**SHORT PROBLEM 1:**
Pick out every line in the rows below that contains the word "apartment" and copy each one.

#### PROVIDED PASSAGE ####

Sun, April 19, 2:15 to 3:45pm, Virtual Room

Abstract

Purpose
Teacher preparation programs increasingly consider how they prepare preservice teachers to address issues of diversity, particularly around identity issues of gender, race, ethnicity, and sexuality in their own classrooms. However, teacher preparation programs have not yet adequately grappled with religious identity, both as a part of the teacher identity preservice teachers bring into teacher preparation programs, but also in considering how to prepare preservice teachers to deal with religious identity in their own classrooms. Teacher educators must consider the ways in which religion can and must be approached, particularly as part of a cosmopolitan (e.g. Pinar, 2009), multicultural curriculum (Ladson-Billings, 1995; Nieto, 1996).

Theory
We ground our work in Honneth’s (2007) recognition theory. Honneth understands recognition as central to the struggle for autonomy and emancipation. Recognition is typically associated with a sense of familiarity and a response to another person who demands us to “see” them as an autonomous equal. Recognition is about the critical creation and delineation of social spaces that determine the people and ideas that are accepted and rejected in any given culture.

#### RECORDS SHOWN ####

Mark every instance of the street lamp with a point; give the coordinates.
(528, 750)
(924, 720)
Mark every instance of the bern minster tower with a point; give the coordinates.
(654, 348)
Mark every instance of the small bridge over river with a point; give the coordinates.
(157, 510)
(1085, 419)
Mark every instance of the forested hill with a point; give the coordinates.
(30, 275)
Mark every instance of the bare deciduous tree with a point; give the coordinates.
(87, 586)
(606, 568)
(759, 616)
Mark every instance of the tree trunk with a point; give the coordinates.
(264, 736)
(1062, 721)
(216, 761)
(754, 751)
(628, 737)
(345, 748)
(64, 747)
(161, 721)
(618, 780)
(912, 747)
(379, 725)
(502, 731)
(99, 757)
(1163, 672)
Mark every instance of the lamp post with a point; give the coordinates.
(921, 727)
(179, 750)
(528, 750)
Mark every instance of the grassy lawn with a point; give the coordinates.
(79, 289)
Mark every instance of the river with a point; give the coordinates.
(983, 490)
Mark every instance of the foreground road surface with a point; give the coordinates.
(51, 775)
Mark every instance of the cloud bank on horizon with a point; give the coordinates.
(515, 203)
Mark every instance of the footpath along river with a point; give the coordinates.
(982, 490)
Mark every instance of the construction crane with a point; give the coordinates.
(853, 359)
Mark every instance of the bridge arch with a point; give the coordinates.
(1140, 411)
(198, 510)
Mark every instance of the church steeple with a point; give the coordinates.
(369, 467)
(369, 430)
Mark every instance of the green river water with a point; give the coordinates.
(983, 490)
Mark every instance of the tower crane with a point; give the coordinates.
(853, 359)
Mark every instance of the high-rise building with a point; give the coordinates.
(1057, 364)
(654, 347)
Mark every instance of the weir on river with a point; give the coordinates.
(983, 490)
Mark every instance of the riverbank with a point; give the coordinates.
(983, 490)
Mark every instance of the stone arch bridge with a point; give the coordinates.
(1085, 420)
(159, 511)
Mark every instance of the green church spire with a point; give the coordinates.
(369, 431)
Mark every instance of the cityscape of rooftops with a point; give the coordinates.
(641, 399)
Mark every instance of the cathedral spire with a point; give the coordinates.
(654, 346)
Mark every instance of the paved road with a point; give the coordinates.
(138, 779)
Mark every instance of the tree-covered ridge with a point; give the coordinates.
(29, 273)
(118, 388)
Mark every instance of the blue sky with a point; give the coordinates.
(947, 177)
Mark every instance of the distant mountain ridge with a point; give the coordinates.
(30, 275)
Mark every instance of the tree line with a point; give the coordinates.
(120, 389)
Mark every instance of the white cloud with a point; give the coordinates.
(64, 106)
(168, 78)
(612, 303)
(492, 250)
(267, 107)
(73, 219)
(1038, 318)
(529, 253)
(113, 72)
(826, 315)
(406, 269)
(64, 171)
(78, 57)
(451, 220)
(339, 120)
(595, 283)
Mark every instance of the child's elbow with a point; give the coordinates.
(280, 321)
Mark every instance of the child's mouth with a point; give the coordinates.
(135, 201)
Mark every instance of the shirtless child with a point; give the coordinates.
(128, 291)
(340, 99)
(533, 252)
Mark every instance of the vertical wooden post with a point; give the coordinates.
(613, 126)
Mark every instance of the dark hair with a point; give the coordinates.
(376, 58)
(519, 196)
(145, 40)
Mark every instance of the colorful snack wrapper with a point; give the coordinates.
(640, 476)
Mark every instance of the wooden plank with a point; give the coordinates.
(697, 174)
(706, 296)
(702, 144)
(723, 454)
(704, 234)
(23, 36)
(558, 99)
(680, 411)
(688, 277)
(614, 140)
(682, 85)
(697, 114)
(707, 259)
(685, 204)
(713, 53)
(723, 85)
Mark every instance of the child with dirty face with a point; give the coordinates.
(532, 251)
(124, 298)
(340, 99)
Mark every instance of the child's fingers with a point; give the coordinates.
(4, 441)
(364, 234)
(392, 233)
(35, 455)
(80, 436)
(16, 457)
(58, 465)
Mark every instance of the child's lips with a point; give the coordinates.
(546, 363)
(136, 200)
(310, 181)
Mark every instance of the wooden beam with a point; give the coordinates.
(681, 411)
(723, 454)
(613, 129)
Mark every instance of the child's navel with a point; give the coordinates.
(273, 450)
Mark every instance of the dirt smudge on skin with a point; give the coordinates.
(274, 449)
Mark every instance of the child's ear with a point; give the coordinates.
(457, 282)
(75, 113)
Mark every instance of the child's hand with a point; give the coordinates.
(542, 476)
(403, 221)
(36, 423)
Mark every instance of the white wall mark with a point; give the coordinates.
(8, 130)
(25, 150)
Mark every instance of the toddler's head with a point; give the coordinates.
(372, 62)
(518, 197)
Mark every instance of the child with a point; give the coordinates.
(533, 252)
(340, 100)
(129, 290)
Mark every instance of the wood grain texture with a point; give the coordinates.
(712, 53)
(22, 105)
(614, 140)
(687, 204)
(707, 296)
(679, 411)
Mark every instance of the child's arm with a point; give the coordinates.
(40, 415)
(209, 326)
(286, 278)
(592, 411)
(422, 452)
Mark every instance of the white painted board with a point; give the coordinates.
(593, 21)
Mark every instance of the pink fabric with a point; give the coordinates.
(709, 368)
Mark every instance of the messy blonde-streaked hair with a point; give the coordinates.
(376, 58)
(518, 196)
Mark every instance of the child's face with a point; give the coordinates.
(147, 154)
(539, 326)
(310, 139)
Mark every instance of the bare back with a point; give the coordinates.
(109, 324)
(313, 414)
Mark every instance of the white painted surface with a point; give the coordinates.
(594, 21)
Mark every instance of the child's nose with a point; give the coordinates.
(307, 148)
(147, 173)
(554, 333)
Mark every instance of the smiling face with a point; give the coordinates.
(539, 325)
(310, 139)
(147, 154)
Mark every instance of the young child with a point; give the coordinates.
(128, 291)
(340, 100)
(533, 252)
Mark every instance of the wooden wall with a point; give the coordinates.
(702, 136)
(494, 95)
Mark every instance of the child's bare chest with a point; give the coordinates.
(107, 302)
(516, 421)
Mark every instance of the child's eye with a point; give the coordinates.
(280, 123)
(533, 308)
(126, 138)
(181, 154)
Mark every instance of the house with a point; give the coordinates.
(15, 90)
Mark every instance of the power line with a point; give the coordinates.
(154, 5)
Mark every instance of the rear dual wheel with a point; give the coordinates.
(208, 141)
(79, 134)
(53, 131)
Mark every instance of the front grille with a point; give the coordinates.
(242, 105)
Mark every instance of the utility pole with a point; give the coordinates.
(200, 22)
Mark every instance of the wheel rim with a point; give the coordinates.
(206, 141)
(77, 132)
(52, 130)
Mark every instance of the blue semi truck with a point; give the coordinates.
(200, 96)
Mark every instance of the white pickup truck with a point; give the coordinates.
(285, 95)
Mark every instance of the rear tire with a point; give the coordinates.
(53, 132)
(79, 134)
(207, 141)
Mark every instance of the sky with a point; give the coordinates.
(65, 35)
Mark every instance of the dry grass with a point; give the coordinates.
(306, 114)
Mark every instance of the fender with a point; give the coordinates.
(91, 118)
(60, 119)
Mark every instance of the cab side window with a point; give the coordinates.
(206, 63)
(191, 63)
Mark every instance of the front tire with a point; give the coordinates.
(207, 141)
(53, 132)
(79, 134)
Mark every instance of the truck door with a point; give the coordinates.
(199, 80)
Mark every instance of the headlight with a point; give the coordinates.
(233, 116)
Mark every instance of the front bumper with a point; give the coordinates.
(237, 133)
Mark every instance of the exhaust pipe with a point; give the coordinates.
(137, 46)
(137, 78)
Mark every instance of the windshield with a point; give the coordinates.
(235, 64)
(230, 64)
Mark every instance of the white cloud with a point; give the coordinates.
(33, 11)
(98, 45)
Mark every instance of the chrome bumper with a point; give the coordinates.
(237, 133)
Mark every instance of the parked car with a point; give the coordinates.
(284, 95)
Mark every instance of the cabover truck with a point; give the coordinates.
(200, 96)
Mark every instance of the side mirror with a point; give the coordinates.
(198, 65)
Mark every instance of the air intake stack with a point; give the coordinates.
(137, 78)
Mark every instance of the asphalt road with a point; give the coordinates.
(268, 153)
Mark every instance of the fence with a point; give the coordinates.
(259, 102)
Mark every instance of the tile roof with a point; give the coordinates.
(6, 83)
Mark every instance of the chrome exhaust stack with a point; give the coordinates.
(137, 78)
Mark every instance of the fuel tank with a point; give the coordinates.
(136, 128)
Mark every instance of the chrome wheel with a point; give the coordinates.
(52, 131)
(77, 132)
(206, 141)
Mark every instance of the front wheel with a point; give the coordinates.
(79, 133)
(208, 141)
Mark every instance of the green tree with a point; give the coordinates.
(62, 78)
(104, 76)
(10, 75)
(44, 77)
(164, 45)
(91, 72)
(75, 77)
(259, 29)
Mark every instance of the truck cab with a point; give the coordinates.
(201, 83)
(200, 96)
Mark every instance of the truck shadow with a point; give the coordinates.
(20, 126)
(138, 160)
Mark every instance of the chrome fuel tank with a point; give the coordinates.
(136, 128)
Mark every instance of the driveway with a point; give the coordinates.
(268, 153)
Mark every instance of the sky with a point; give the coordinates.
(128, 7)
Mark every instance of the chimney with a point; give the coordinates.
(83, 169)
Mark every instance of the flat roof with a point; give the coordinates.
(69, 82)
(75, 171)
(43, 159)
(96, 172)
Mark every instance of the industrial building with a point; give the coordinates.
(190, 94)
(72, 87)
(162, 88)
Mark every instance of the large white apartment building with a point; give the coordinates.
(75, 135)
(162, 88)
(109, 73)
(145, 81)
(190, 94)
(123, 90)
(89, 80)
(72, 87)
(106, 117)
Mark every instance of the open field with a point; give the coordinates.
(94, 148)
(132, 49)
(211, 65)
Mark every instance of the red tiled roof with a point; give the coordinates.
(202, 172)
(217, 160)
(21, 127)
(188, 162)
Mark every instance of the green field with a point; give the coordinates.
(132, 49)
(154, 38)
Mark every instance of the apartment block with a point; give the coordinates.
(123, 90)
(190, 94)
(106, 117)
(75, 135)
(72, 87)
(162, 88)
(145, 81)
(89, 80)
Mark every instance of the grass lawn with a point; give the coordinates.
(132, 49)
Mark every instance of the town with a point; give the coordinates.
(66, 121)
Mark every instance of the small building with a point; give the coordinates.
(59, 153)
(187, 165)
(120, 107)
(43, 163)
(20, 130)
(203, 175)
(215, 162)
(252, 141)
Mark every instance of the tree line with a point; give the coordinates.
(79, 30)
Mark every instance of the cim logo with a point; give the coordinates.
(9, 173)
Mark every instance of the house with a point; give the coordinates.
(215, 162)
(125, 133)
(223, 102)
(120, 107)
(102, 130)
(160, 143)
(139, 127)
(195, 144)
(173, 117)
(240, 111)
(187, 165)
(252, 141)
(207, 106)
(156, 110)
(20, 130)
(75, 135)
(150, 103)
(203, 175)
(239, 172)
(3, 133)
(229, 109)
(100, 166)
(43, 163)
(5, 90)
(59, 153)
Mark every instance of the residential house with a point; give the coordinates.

####

**SHORT PROBLEM 2:**
Transcribe the part of the abstract between "Sun, April 19, 2:15" and "1995; Nieto, 1996).", inclusive.

**EXPECTED ANSWER 1:**
Mark every instance of the large white apartment building with a point; give the coordinates.
Mark every instance of the apartment block with a point; give the coordinates.

**EXPECTED ANSWER 2:**
Sun, April 19, 2:15 to 3:45pm, Virtual Room

Abstract

Purpose
Teacher preparation programs increasingly consider how they prepare preservice teachers to address issues of diversity, particularly around identity issues of gender, race, ethnicity, and sexuality in their own classrooms. However, teacher preparation programs have not yet adequately grappled with religious identity, both as a part of the teacher identity preservice teachers bring into teacher preparation programs, but also in considering how to prepare preservice teachers to deal with religious identity in their own classrooms. Teacher educators must consider the ways in which religion can and must be approached, particularly as part of a cosmopolitan (e.g. Pinar, 2009), multicultural curriculum (Ladson-Billings, 1995; Nieto, 1996).